Problem requirements: In the entries below, the word "light" appears on some lines. Copy each of those lines.

Supplied information:
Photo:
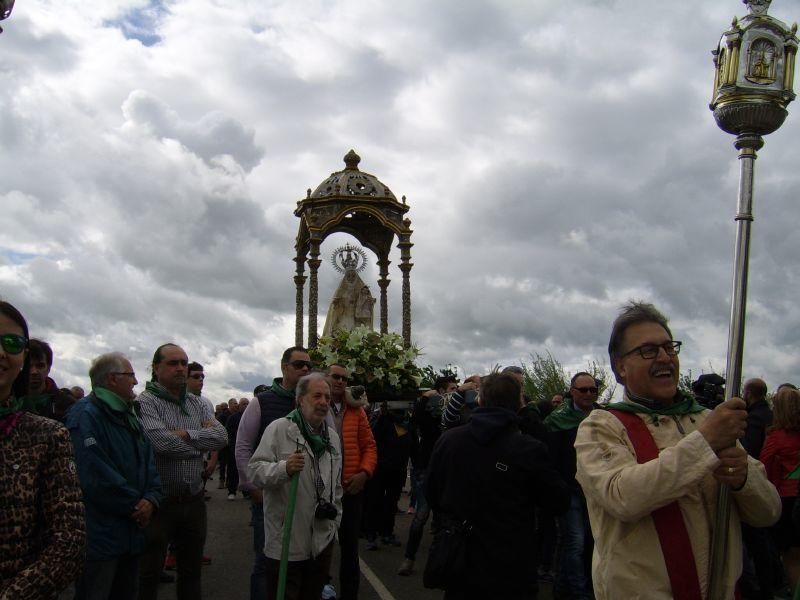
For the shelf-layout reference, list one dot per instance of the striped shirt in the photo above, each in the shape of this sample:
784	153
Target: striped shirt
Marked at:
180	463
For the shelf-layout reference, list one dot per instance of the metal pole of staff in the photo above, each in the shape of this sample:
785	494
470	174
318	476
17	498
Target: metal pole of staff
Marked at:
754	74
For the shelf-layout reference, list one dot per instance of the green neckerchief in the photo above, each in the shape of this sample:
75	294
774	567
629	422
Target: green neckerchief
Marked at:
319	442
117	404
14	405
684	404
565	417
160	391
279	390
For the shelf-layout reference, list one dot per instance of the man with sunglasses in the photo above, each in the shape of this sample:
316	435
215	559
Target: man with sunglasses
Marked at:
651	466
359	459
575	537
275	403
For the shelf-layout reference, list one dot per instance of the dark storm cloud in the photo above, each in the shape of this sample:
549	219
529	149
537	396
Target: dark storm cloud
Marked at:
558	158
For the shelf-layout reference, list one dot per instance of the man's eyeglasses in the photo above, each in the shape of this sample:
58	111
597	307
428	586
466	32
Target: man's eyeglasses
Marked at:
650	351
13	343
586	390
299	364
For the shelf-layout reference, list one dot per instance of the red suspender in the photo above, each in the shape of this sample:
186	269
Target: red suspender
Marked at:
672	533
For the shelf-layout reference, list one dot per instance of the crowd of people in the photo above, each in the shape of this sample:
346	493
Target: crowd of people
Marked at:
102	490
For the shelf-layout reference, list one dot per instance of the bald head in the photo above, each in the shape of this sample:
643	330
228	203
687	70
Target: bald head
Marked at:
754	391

...

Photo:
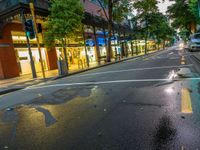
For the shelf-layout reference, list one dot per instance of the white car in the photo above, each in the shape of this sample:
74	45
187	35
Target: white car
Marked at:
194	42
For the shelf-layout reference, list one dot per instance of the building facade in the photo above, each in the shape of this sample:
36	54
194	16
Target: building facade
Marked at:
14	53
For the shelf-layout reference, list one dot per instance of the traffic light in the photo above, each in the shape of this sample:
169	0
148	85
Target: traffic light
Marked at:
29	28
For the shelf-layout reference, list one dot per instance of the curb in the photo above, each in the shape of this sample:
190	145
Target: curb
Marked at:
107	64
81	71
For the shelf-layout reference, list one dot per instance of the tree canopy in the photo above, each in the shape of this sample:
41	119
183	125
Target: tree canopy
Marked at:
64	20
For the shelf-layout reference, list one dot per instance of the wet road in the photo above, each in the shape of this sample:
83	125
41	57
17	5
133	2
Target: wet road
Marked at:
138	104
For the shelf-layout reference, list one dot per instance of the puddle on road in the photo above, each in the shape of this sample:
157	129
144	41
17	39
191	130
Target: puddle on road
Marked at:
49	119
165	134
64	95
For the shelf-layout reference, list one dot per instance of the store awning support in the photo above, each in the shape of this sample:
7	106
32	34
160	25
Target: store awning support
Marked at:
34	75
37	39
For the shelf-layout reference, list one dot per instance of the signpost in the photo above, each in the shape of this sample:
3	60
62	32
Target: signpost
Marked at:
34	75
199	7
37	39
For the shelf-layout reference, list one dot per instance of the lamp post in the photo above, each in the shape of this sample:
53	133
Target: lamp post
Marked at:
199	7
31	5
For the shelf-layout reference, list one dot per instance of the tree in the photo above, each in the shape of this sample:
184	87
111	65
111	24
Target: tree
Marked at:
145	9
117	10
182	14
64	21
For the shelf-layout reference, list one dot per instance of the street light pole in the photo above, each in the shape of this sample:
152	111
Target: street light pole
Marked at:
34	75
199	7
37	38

* * *

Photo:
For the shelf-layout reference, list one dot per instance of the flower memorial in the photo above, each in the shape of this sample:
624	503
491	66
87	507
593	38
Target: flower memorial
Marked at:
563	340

Answer section:
For the shelf-layout reference, list one dot per instance of the traffic light in the photo above, each in the shape of this sample:
Target: traffic light
For the shelf-layout reference, list one dot per instance of the street light pole in the photo above, each in the shape of this sample:
Target: street light pole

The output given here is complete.